(Saved data entries)
################

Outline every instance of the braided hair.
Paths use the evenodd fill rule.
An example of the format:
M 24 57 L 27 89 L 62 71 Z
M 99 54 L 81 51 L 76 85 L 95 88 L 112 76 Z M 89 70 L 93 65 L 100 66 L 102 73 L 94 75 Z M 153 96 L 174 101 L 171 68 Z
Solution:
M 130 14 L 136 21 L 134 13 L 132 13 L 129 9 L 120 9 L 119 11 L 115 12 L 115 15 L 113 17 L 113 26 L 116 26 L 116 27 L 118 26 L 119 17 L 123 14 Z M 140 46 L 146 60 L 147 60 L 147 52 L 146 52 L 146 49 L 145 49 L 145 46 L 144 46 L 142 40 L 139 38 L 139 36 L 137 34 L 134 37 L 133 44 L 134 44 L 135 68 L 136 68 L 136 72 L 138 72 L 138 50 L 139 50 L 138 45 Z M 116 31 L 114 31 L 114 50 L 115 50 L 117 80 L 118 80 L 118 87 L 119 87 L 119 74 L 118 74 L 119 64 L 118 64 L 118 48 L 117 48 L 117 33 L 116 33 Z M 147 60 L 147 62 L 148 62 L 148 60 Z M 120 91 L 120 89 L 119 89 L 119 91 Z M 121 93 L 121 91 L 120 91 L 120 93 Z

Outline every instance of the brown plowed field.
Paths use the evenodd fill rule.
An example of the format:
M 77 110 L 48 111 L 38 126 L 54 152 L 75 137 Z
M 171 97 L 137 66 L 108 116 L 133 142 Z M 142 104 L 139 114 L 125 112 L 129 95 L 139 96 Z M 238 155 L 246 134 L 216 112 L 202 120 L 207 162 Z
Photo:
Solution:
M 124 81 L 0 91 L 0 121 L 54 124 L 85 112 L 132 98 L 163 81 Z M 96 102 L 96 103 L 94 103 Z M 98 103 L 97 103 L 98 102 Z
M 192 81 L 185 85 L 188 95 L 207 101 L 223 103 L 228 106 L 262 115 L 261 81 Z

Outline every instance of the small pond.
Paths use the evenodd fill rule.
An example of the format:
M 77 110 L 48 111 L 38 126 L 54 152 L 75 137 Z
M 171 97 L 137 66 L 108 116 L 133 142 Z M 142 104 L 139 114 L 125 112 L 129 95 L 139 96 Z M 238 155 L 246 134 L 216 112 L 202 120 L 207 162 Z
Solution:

################

Express every line of the data above as a JSON list of strings, one string per line, leaving out blank lines.

[
  "Outline every instance of the braided hair.",
  "Paths use the evenodd fill rule.",
  "An example of the format:",
  "M 24 57 L 27 89 L 62 71 Z",
  "M 99 54 L 81 51 L 76 85 L 95 88 L 112 76 Z M 89 70 L 93 65 L 100 66 L 102 73 L 94 75 Z M 153 96 L 174 101 L 171 68 Z",
  "Solution:",
  "M 130 14 L 136 21 L 134 13 L 132 13 L 129 9 L 120 9 L 119 11 L 115 12 L 115 15 L 113 17 L 113 26 L 116 26 L 116 27 L 118 26 L 119 17 L 123 14 Z M 140 46 L 146 60 L 147 60 L 147 52 L 146 52 L 146 49 L 145 49 L 145 46 L 144 46 L 142 40 L 139 38 L 139 36 L 137 34 L 134 37 L 133 44 L 134 44 L 135 68 L 136 68 L 136 72 L 138 72 L 138 50 L 139 50 L 138 45 Z M 116 31 L 114 31 L 114 50 L 115 50 L 117 80 L 118 80 L 118 87 L 119 87 L 119 74 L 118 74 L 119 64 L 118 64 L 118 48 L 117 48 L 117 33 L 116 33 Z M 147 60 L 147 62 L 148 62 L 148 60 Z M 120 91 L 120 89 L 119 89 L 119 91 Z M 121 93 L 121 91 L 120 91 L 120 93 Z",
  "Outline every instance of the brown plowed field.",
  "Paths use the evenodd fill rule.",
  "An example of the format:",
  "M 77 110 L 48 111 L 38 126 L 54 152 L 75 137 Z",
  "M 171 97 L 137 66 L 108 116 L 133 142 Z M 142 104 L 139 114 L 125 112 L 129 95 L 139 96 Z M 238 155 L 246 134 L 216 112 L 202 120 L 207 162 Z",
  "Photo:",
  "Solution:",
  "M 124 81 L 0 91 L 0 121 L 54 124 L 85 112 L 132 98 L 163 81 Z M 96 102 L 96 103 L 94 103 Z M 98 103 L 97 103 L 98 102 Z",
  "M 192 81 L 185 85 L 188 95 L 207 101 L 223 103 L 228 106 L 262 115 L 261 81 Z",
  "Outline every instance of the small pond.",
  "Paths use the evenodd fill rule.",
  "An example of the format:",
  "M 77 110 L 48 111 L 38 126 L 54 152 L 75 137 Z",
  "M 171 97 L 137 66 L 108 116 L 133 142 Z M 142 104 L 139 114 L 125 112 L 129 95 L 139 96 Z M 238 155 L 246 134 L 216 112 L 202 120 L 207 162 Z",
  "Solution:"
]